## WORK TO COMPLETE
Every record below is to be retyped exactly.

==== SUPPLIED DATA

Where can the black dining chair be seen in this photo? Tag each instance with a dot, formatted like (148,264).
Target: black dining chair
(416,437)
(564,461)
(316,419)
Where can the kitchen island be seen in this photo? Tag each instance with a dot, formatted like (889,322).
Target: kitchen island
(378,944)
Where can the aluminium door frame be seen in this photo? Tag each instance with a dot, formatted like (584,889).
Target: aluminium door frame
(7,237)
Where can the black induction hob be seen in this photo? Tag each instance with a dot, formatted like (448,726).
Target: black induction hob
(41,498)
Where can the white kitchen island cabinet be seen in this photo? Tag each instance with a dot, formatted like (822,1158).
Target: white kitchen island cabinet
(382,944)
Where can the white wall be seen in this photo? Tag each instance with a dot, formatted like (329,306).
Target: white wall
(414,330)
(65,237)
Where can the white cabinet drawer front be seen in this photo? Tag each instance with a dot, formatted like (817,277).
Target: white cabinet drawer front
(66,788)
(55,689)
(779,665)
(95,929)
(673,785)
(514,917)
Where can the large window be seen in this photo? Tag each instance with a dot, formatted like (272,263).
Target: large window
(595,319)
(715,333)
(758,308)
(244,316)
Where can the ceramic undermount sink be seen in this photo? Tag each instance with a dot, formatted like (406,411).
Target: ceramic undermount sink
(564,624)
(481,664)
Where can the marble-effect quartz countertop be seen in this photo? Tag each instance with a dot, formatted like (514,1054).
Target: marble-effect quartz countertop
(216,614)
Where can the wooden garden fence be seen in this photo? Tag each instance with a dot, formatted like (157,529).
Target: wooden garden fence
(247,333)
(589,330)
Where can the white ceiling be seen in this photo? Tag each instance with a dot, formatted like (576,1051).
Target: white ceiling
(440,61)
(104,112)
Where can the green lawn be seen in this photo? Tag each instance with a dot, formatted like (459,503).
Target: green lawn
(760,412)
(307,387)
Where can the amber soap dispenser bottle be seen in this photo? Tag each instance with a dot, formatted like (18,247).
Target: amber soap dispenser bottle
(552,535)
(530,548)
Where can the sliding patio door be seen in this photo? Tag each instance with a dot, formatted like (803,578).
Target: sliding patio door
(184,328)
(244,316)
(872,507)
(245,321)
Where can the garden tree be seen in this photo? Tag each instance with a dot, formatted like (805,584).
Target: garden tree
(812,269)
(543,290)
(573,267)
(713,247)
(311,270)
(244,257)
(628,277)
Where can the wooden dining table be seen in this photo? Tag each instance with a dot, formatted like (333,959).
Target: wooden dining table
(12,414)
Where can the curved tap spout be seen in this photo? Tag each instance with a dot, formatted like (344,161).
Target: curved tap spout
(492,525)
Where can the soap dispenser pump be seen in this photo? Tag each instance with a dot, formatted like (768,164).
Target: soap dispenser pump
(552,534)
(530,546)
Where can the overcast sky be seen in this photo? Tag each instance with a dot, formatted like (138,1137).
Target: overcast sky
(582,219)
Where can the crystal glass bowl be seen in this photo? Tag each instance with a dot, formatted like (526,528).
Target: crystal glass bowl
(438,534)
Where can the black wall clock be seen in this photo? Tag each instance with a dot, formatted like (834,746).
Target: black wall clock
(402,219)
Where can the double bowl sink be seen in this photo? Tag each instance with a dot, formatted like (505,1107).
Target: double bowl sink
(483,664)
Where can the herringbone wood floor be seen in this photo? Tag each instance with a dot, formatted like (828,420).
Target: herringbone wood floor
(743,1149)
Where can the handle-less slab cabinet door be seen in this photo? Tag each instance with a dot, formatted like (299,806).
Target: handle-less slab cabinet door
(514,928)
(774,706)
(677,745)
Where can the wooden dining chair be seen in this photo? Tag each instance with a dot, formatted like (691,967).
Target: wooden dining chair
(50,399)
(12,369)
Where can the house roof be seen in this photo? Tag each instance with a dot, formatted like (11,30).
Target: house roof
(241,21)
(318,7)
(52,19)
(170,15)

========

## RESULT OF THIS TASK
Where can the black dining chair be seen in this photo? Tag each instance with a dot, formatted like (148,264).
Target: black dining chair
(416,437)
(564,461)
(316,419)
Where can the kitchen island be seen in this photo? Tag each instance with a dot, formatted like (889,322).
Target: kitchen island
(378,944)
Where can the aluminium door frame be seen in this photo? Tag each instance with a dot, formatted like (584,889).
Target: aluminium door frame
(7,237)
Where can the black induction hob be seen in this photo? Tag each instance with a dot, formatted like (448,726).
Target: black induction hob
(41,498)
Where can the white kitchen island cabinet be seen in this photo? Tag each instance with a dot, formatted like (822,1158).
Target: white kitchen island cabinet
(382,944)
Where can the white wall be seen in this photo? Tag each instance with a dot, formatted like (329,306).
Target: white wall
(414,330)
(65,237)
Where can the white cabinet drawer front be seen in this photo? Tag each instance with a dot, formatted like (817,277).
Target: white cabinet drawer front
(66,788)
(55,689)
(779,665)
(95,929)
(673,785)
(514,917)
Where can the large window be seen in this photo? Tag each instance with a dot, formatted like (272,263).
Target: large window
(595,319)
(715,333)
(758,308)
(244,316)
Where can the ceramic undermount sink be seen in this photo? Tag each instance with a dot, formatted like (406,411).
Target: ceramic undermount sink
(564,624)
(481,664)
Where can the marble-effect quartz countertop be seen in this photo? Tag each instance with a dot, formatted like (514,1054).
Target: marble-effect quartz countertop
(216,614)
Where can the wooden garden fence be seen in this photo? Tag each instance with a dot, formatted like (157,529).
Target: wooden garden fence
(247,333)
(589,330)
Where can the white ceiling be seen in this photo? Tag each instance with a dot, formatted like (576,1051).
Target: white ceiling
(440,61)
(104,112)
Where can the green lawn be seen in this photo? Tag each instance with a dot, formatted like (459,503).
Target: green lawn
(760,412)
(307,387)
Where can the amber soap dispenser bottle be seen in this photo? Tag each instance with a dot, formatted like (18,247).
Target: amber soap dispenser bottle
(552,535)
(530,548)
Where can the sliding patio door be seen in this photo? Tag each instance with a dot, formatted like (803,578).
Target: sliding patio door
(184,328)
(244,316)
(872,507)
(245,321)
Where can the garden tree be seen in this photo? Tag each instance with a dot, formatted like (805,584).
Target: garden tree
(812,269)
(543,290)
(573,267)
(713,247)
(311,270)
(244,257)
(628,277)
Where can the wooden dining table be seen in this photo? Tag each instance with a dot, formatted like (333,959).
Target: wooden dining table
(12,414)
Where can the curved tap spout be seen in this photo? Tag each instance with a dot, formatted like (344,161).
Target: curved tap spout
(492,525)
Where can the soap dispenser pump be seen in this photo? Tag each instance with a dot, formatted like (768,164).
Target: soap dispenser pump
(552,534)
(530,546)
Where can the overcast sky be seen in this photo? Tag each instance with a dot, formatted like (138,1137).
Target: overcast sky
(582,219)
Where can the crystal glass bowl be seen in this photo? Tag each instance with a dot, formatted like (526,528).
Target: crystal glass bowl
(438,534)
Where can the black wall clock be seen in this photo? Tag each instance with a dot, formatted like (834,746).
Target: black wall clock
(402,219)
Where can the double bowl sink be seen in this photo? Tag each instance with a dot, formatted like (505,1107).
Target: double bowl sink
(483,664)
Where can the herringbone wood floor be seen in this photo? Tag each instance with a dot, formatted like (828,420).
Target: herringbone wood floor
(743,1149)
Where can the handle-less slab cabinet door be seen in this photo? Tag each instance with a dot, formatted like (299,806).
Target: handle-less slab cabinet door
(514,928)
(774,706)
(677,745)
Where can the wooden dining chair be seen in this photo? Tag each instance with a dot, formatted like (691,967).
Target: wooden dining chair
(50,399)
(12,369)
Where can the house roof be seen in this photo? Tag each instance with a dot, formatted like (11,30).
Target: house roof
(241,21)
(318,7)
(52,19)
(170,15)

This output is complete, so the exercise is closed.